## [Direction A]
Translate this sentence from the set-comparison recipe into Spanish: "Now, you want to compare those two copies."

## [Extracted text]

──────────────────────────────

2.4 Comparing Two Sets for Equality
2.4.1 Problem
You want to compare two sets of
rows for equality. For example, you took
a snapshot of the Students table in October and another in November.
Now, you want to compare those two copies.
The snapshot for October:
CourseId StudentName Score TermPaper
-------------------- -------------- ------ -----------
ACCN101 Andrew 11.00 3
And for November:
CourseId StudentName Score TermPaper
-------------------- ------------- ------ -----------
ACCN101 Andrew 11.00 3
ACCN101 Andrew 11.00 3
ACCN101 Bert 13.40 1
2.4.2 Solution
One solution is to consider the two tables as two different sets. You
can then adapt the "Implementing Set
Difference" recipe to this problem by using it to
report rows in one table that are not also contained in the other.
The following query will do this for two tables named StudentsOct and
StudentsNov:
SELECT so.*, COUNT(*) DupeCount, 'StudentsOct' TableName
FROM StudentsOct so
GROUP BY so.CourseId, so.StudentName, so.Score, so.TermPaper
HAVING NOT EXISTS (
SELECT sn.*, COUNT(*)
FROM StudentsNov sn
GROUP BY sn.CourseId, sn.StudentName, sn.Score, sn.TermPaper
HAVING sn.CourseId=so.CourseId AND
sn.TermPaper=so.TermPaper AND
sn.StudentName=so.StudentName AND
COUNT(*) = COUNT(ALL so.CourseId))

──────────────────────────────

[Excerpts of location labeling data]
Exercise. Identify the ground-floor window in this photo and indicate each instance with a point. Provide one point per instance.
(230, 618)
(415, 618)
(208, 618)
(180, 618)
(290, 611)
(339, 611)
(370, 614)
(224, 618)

──────────────────────────────

## [Direction B]
Rewrite the labeling entries, swapping "ground-floor window" for "ground-floor door" and leaving everything else the same.

## [Correct answer A]
Ahora, quieres comparar esas dos copias.

## [Correct answer B]
Exercise. Identify the ground-floor door in this photo and indicate each instance with a point. Provide one point per instance.
(230, 618)
(415, 618)
(208, 618)
(180, 618)
(290, 611)
(339, 611)
(370, 614)
(224, 618)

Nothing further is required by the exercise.